> 作業内容
(a) 原文抜粋から「以上述べた如く、本件解雇は違」以降「蒙むるので、本申請に及んだ。」までを、両端の語句も含めて書き写す。
(b) 原文抜粋の「なお、大阪基金では申請人だけが特に不定期の欠勤が多いとは云えない。」という一文を英語に訳す。
(c) 原文抜粋によると、欠勤が七日以上に及んだ場合、申請人は何を提出していたか。

++++ 原文抜粋

以上述べた如く、本件解雇は違法、無効であり、したがつて、申請人は引続き被申請人の従業員としての地位を有し申請の趣旨記載の資金請求権を有する。

申請人は雇傭関係存在確認ならびに賃金請求等の本案訴訟を準備中であるが、申請人は、被申請人からの賃金収入を唯一の生計の資とする労働者であるところ、家族をかかえて他に資産もなく、借財や別途収入の方途もない現状にあり、本案判決の確定をまつていては回復し難い損害を蒙むるので、本申請に及んだ。

第五、被申請人の主張に対する反論

(一)  申請人の欠勤および遅参の日数、回数について被申請人の主張する数字は争わないが、右の日数および回数程度ではいまだ解雇事由として就業規則第八四条第一項第一号に記載されている「著しく勤務成績のよくない場合」には該当しない。すなわち、基金には申請人とほぼ同じかもしくは申請人以上に欠勤日数の多い従業員は他にも相当数存在するにもかかわらず、これらの者に対しては解雇処分は行なわれていない。また、申請人は、欠勤に際してはその都度届出をしており、なお欠勤が七日以上に及んだ場合には、所定の診断書を提出しているのであつて、欠勤理由は明白であり、不定期の欠勤が多いとしてもこれは申請人の病気の性質上止むを得ないことである。なお、大阪基金では申請人だけが特に不定期の欠勤が多いとは云えない。そして前記就業規則の条項は、就業規則の他の条項、その他の諸規程との関連において考察すべきものであるところ、基金の従業員に対しては一年間良好に勤務した場合には定期昇給が行なわれることになつており、この場合「一年間良好に勤務した」とは昭和三六年までは年間の欠勤日数が四〇日以内であること、昭和三七年以後は年間の欠勤日数が九〇日以内であることを前提とされていたのであり、したがつて申請人もこれに該当し毎年定期昇給を受けて来たのである。年間の欠勤日数が三〇数日であることのみをもつては、いまだこれに該当するといえないことは明白である。

++++++++
++++ 表示データ

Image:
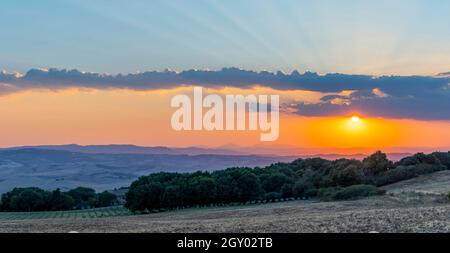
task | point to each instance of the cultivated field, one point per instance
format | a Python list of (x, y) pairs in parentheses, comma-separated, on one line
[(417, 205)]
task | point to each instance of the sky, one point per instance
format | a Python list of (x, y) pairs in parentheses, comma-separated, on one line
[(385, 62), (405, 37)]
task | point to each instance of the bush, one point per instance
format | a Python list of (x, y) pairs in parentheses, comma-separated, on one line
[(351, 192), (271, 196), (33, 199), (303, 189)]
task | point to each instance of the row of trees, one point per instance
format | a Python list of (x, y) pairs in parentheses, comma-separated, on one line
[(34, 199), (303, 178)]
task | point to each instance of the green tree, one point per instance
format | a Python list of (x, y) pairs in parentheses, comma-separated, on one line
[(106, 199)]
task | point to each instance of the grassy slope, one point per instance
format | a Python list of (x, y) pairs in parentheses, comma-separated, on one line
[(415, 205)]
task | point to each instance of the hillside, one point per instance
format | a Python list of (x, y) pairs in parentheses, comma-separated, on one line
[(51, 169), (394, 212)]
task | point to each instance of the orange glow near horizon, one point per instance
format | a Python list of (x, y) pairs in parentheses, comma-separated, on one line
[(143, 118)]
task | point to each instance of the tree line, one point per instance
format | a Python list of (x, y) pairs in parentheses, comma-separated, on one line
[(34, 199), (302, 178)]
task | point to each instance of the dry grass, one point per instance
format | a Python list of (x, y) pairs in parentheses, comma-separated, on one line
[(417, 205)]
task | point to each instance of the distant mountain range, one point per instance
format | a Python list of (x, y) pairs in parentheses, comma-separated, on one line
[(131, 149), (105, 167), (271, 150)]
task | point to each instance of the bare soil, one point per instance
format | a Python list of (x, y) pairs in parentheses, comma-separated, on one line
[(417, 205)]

++++++++
++++ 表示データ

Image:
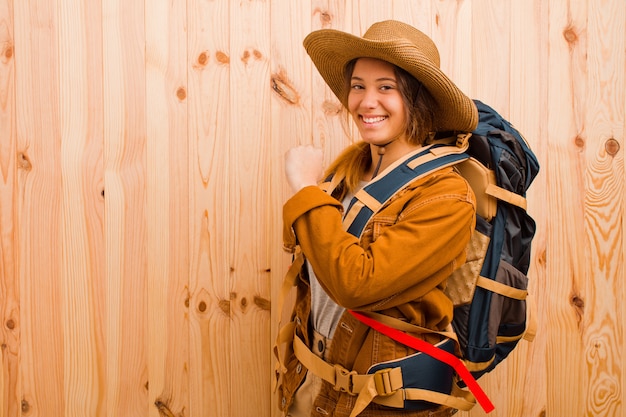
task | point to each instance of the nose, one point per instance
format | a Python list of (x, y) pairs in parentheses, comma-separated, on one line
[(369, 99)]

++++++++
++++ 表示データ

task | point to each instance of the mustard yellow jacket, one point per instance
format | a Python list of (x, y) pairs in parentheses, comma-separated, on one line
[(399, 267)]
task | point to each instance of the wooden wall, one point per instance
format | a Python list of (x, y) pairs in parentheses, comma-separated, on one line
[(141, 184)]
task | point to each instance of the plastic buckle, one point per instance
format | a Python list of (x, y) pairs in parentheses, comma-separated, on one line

++++++++

> 回答一覧
(a)
以上述べた如く、本件解雇は違法、無効であり、したがつて、申請人は引続き被申請人の従業員としての地位を有し申請の趣旨記載の資金請求権を有する。

申請人は雇傭関係存在確認ならびに賃金請求等の本案訴訟を準備中であるが、申請人は、被申請人からの賃金収入を唯一の生計の資とする労働者であるところ、家族をかかえて他に資産もなく、借財や別途収入の方途もない現状にあり、本案判決の確定をまつていては回復し難い損害を蒙むるので、本申請に及んだ。

(b) Furthermore, it cannot be said that, at the Osaka Fund, the applicant alone has had a particularly large number of irregular absences.

(c) 所定の診断書